=== Try it ===
Below is a block of records; please copy all of them exactly.
-------
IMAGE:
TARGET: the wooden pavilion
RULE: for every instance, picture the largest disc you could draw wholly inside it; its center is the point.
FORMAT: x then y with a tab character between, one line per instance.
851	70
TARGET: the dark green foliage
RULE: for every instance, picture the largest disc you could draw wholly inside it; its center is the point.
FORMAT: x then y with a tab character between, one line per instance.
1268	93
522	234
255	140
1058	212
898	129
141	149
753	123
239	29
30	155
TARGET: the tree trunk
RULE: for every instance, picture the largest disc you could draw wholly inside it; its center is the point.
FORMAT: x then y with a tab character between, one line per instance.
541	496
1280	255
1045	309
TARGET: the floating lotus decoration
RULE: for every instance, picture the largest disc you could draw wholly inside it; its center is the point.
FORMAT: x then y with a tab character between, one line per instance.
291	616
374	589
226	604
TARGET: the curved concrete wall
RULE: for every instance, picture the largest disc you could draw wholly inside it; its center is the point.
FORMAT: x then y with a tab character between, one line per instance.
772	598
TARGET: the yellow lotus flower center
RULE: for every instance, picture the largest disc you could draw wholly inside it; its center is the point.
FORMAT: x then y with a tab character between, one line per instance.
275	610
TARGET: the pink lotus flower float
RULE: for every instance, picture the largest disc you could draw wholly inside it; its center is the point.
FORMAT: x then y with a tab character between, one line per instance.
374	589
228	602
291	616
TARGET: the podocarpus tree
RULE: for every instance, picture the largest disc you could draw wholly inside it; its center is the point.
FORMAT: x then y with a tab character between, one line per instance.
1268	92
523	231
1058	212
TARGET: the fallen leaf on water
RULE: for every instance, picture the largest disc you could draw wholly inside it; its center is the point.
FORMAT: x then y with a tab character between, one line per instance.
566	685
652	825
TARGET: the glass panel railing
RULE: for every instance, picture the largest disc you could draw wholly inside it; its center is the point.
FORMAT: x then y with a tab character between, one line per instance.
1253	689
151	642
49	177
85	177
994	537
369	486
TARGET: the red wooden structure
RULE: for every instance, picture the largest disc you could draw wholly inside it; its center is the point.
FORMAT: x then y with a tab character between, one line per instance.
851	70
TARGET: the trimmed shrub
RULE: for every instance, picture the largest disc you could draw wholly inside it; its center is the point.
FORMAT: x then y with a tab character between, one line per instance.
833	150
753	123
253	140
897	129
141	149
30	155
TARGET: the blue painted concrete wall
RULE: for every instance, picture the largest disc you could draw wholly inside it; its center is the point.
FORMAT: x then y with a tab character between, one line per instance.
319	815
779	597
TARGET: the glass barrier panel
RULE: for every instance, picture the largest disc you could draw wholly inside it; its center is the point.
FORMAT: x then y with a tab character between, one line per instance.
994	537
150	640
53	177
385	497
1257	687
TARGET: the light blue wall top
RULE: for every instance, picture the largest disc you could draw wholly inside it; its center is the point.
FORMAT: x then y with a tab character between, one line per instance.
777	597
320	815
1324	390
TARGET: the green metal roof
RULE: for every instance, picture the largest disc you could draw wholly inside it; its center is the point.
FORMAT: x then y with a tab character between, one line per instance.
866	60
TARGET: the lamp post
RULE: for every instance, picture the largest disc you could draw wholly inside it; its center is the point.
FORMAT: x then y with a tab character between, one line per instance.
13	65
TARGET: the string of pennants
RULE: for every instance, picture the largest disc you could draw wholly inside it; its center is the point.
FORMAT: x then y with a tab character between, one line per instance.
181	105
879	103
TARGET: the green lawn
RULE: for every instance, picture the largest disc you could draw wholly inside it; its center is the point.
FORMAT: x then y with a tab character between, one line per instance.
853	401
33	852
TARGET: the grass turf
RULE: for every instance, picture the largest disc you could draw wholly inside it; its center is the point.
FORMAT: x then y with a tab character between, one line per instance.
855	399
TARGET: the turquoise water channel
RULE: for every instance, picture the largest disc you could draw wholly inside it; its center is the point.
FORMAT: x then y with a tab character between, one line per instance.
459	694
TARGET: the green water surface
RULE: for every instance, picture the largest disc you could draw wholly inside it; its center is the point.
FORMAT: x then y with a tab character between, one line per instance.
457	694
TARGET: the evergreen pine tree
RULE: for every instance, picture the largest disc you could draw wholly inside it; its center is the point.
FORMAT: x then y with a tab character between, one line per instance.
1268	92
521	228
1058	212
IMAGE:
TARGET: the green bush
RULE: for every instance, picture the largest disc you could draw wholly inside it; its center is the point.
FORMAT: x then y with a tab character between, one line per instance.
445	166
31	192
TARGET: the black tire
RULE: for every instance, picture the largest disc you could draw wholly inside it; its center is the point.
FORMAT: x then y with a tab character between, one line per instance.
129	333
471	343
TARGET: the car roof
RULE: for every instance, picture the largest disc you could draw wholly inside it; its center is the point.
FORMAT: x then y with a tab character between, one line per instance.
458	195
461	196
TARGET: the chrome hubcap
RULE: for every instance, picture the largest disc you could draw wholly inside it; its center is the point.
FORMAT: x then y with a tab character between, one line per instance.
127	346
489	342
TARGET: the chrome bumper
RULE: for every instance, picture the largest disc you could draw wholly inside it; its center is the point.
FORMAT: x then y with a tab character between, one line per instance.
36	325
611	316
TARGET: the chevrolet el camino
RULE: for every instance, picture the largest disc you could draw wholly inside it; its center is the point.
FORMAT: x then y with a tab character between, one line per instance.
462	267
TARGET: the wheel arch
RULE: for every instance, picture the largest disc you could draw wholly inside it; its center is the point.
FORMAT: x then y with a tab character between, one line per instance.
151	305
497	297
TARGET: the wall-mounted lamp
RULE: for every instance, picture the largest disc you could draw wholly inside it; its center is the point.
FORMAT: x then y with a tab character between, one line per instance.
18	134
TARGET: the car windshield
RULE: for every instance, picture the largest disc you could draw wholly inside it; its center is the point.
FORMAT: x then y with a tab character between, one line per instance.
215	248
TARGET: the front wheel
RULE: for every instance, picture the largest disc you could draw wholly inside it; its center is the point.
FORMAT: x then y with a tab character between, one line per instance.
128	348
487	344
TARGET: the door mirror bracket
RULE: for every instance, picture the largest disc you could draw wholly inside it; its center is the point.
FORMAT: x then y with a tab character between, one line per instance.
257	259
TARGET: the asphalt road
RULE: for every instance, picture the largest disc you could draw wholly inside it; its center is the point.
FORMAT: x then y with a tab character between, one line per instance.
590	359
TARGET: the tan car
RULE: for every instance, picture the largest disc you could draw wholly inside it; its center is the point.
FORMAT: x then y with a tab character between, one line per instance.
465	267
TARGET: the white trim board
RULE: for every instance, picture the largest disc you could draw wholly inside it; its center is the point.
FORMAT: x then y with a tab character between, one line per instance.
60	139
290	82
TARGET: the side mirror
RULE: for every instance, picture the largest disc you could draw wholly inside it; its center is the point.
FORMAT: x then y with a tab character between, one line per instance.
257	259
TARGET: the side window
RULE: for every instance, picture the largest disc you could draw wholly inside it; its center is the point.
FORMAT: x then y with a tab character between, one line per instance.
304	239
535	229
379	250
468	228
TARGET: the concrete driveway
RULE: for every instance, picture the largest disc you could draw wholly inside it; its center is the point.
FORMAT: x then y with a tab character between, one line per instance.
-------
=== Your solution ===
IMAGE:
TARGET: the wooden pavilion
RULE: for every instance, picture the largest disc you could draw wholly inside it; its center is the point.
FORMAT: x then y with a tab character between, one line per instance.
851	70
TARGET: the dark green foliage
RULE: for every instance, picture the largest disc you could draw wholly inside it; its center is the point.
FORMAT: x then y with a tab character between, one line per instance.
1268	93
522	234
255	140
1058	212
898	129
141	149
753	123
239	29
30	155
TARGET: the tree trunk
RULE: for every instance, picture the largest disc you could draw wholly inside it; its center is the point.
FORMAT: x then y with a tab character between, one line per instance.
541	496
1280	255
1045	309
TARGET: the floating lotus decoration
RULE: for every instance, picture the largest disc you could draw wholly inside it; its center is the point.
FORMAT: x then y with a tab character between, one line per instance.
291	616
374	589
226	604
TARGET: the curved concrete wall
RULE: for every instance, picture the largest disc you could draw wholly inside it; its center is the point.
FORMAT: x then y with a tab character between, one line per instance.
772	598
TARGET: the yellow lotus flower center
RULE: for every instance, picture the largest disc you could draw wholly inside it; its center is the point.
FORMAT: x then y with a tab character between, one line per instance.
275	610
TARGET: the pink lotus flower float
RULE: for every instance, picture the largest disc you could draw wholly inside it; its center is the point.
FORMAT: x then y with a tab character between, one line per instance.
374	589
228	602
291	616
TARGET: the podocarpus tree
RULE: for every instance, picture the largest disc you could draw wholly inside it; its center is the point.
FORMAT: x then y with a tab character between, one line per instance.
1268	92
523	231
1058	212
TARGET: the fallen leaf on water
RULE: for every instance, picture the largest disc you could draw wholly inside it; its center is the point.
FORMAT: x then y with a tab character between, one line per instance.
566	685
652	825
TARGET: the glass panel railing
RULE: for every instance, picture the largest disc you could draw wholly inside it; its center is the point.
FORMAT: x then y with a tab character between, one line per instance.
1253	689
151	642
49	177
85	177
994	537
369	486
TARGET: the red wooden structure
RULE: for every instance, picture the largest disc you could draw wholly inside it; its center is the point.
FORMAT: x then y with a tab character between, one line per instance.
851	70
TARGET: the trimmed shrub
RULE: for every instance, picture the largest disc you could draw wholly inside it; its center is the point.
FORMAT: x then y with a tab character between, one line per instance.
833	150
753	123
253	140
897	129
141	149
30	155
TARGET: the blue painted concrete wall
RULE: for every instance, picture the largest disc you could draw wholly inside it; its center is the point.
FORMAT: x then y with a tab character between, one line per instance.
319	815
779	597
TARGET: the glass barrier panel
RULE: for every instance, picture the largest disc you could draw wholly inside it; its center is the point.
FORMAT: x then y with a tab character between, one line per instance.
994	537
150	640
53	177
385	497
1257	687
TARGET: the light blue wall top
RULE: for every instance, picture the largest disc you could draw wholly inside it; its center is the point.
FORMAT: x then y with a tab character between, one line per instance.
777	597
320	815
1324	390
TARGET: the green metal roof
RULE: for every instance, picture the largest disc you could draw wholly inside it; its center is the point.
FORMAT: x then y with a tab character between, one line per instance.
866	60
TARGET: the lamp post
RULE: for every instance, picture the largest disc you could draw wholly inside it; its center is the point.
FORMAT: x then y with a tab character between, one line per instance.
13	65
TARGET: the string of pennants
RULE: for every instance, picture the largest disc you could draw wholly inside it; its center is the point.
FORMAT: x then y with a tab character between, one line per instance.
181	105
879	103
TARGET: the green lawn
RULE: for every instance, picture the largest disc you could draw wholly inside it; its center is the point.
FORMAT: x then y with a tab character between, one line per instance.
853	401
33	852
TARGET: the grass turf
RULE: for every instance, picture the largest disc you could draw wholly inside it; its center is the point.
FORMAT: x then y with a tab character between, one line per instance.
855	399
TARGET: the turquoise water channel
RULE: for every instance, picture the largest disc you could draw wholly inside it; its center is the point.
FORMAT: x then y with a tab character between, one line per instance.
459	694
TARGET: the green water surface
RULE: for every instance, picture the largest disc you could draw wholly inside it; its center is the point.
FORMAT: x then y with a tab character between, one line per instance.
457	694
TARGET: the evergreen pine tree
RULE: for every instance, picture the largest disc you could draw wholly inside it; its center is the point.
FORMAT: x then y with a tab character between, one line per instance.
1268	92
521	228
1058	212
IMAGE:
TARGET: the green bush
RULE: for every instance, picture the largest disc you could draw wholly inside it; its center is the point.
FORMAT: x then y with a tab character between, one line per instance.
445	166
31	192
TARGET: the black tire
RULE: for every instance, picture the largest disc you could draw wholly inside it; its center is the point.
FORMAT: x then y with a tab character between, one line per instance.
129	333
471	343
TARGET: the car roof
RULE: for every instance, picture the largest disc you could draw wholly inside it; its center is the point.
FORMAT: x then y with a tab character between, one line per instance.
458	195
461	196
TARGET: the chrome hubcap
RULE: for every instance, picture the largest disc you could draw wholly inside it; its center is the point.
FORMAT: x then y with a tab character between, one line per instance.
127	346
489	342
TARGET: the chrome bumper
RULE: for every instance, picture the largest disc you could draw wholly inside it; its center is the point.
FORMAT: x then y with a tab character between, one line per instance.
36	325
611	316
TARGET: the chevrolet el camino
RULE: for every instance, picture the largest disc you could draw wholly inside it; its center is the point.
FORMAT: x then y with a tab character between, one line per instance.
462	267
TARGET: the wheel arch
RULE: for every instance, picture the largest disc you could draw wholly inside it; its center is the point.
FORMAT: x then y with a tab character between, one line per instance.
151	305
497	297
TARGET: the wall-mounted lamp
RULE: for every instance, picture the largest disc you could draw wholly inside it; its center is the point.
FORMAT: x then y with a tab character between, one line per instance.
18	134
TARGET: the car windshield
RULE: for every instance, picture the largest disc you could draw wholly inside it; its center is the point.
FORMAT: x then y with a tab character between, one line per instance.
215	248
TARGET: the front wheel
RULE: for every instance, picture the largest disc you could draw wholly inside it; its center is the point.
FORMAT: x then y with a tab character between, one line per instance.
128	348
487	344
TARGET: the door mirror bracket
RULE: for every instance, picture the largest disc you could draw wholly inside it; its center is the point.
FORMAT: x then y with a tab character between, one line per instance.
257	259
TARGET: the asphalt road
RULE: for every instance, picture the largest disc you could draw wholly inside it; its center is the point.
FORMAT: x then y with a tab character between, one line per instance.
590	359
TARGET: the tan car
RULE: for every instance, picture the largest disc you could draw wholly inside it; its center is the point.
FORMAT: x then y with a tab character between, one line per instance.
465	267
TARGET: the white trim board
RULE: for every instance, picture the largest disc you could draw wholly inside it; its center is the point.
FORMAT: x then y with a tab character between, one line per instance.
60	139
290	82
TARGET: the side mirror
RULE: for every instance, picture the largest disc you could draw wholly inside it; its center is the point.
FORMAT: x then y with a tab character between, one line per instance.
257	259
TARGET: the side window
RULE: for every instance, picture the largest disc you could draw wholly inside it; its center is the point.
FORMAT: x then y with a tab character between, one line per instance.
304	239
535	229
379	250
468	228
TARGET: the concrete driveway
RULE: for every instance, picture the largest disc you could draw wholly inside it; its center is the point.
FORMAT: x then y with a tab character between, one line per instance.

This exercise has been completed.